_Outline records_
==================================================

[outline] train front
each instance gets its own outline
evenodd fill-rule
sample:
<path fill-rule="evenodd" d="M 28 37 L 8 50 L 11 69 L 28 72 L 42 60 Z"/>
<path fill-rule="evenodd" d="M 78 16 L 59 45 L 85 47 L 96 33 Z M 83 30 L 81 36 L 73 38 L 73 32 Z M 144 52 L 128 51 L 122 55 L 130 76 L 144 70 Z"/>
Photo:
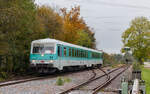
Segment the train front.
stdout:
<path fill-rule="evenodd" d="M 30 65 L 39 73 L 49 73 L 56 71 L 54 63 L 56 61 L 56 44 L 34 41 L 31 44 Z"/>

==================================================

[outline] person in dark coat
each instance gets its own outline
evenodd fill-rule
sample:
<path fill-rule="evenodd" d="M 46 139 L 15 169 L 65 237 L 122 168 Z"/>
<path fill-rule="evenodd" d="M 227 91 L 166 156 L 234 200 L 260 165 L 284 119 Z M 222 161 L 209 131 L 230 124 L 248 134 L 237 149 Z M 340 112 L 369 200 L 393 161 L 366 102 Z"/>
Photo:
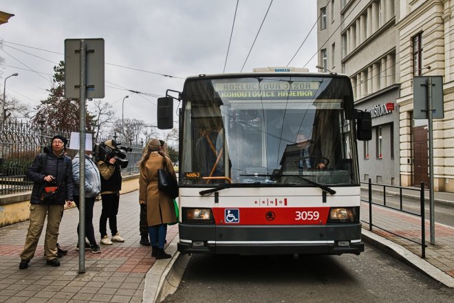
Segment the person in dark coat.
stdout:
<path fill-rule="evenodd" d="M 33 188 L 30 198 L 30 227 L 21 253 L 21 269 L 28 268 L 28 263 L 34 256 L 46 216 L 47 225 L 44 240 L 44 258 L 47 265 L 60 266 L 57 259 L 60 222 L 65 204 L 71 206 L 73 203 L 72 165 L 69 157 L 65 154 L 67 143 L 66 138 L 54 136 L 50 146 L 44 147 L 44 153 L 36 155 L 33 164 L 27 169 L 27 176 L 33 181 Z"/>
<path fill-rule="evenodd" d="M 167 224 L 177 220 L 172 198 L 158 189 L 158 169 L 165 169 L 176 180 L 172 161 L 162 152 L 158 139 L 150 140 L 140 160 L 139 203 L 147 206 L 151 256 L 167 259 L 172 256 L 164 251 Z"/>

==================================================

Copy out everything in the data from the line containing "[outline] train front" down to the line containing "30 65 L 39 73", including both of those lines. Leave the pictures out.

_REPLY TO THE EXERCISE_
[outline] train front
each instance gets its own outline
evenodd fill-rule
sample:
<path fill-rule="evenodd" d="M 28 37 L 8 50 L 11 69 L 28 72 L 42 60 Z"/>
<path fill-rule="evenodd" d="M 78 16 L 59 45 L 85 47 L 96 33 Z M 83 30 L 81 36 L 73 38 L 73 32 Z M 144 52 L 128 51 L 122 55 L 130 76 L 144 70 Z"/>
Photo:
Segment the train front.
stdout:
<path fill-rule="evenodd" d="M 30 65 L 39 73 L 49 73 L 56 71 L 54 63 L 56 61 L 56 44 L 34 41 L 31 44 Z"/>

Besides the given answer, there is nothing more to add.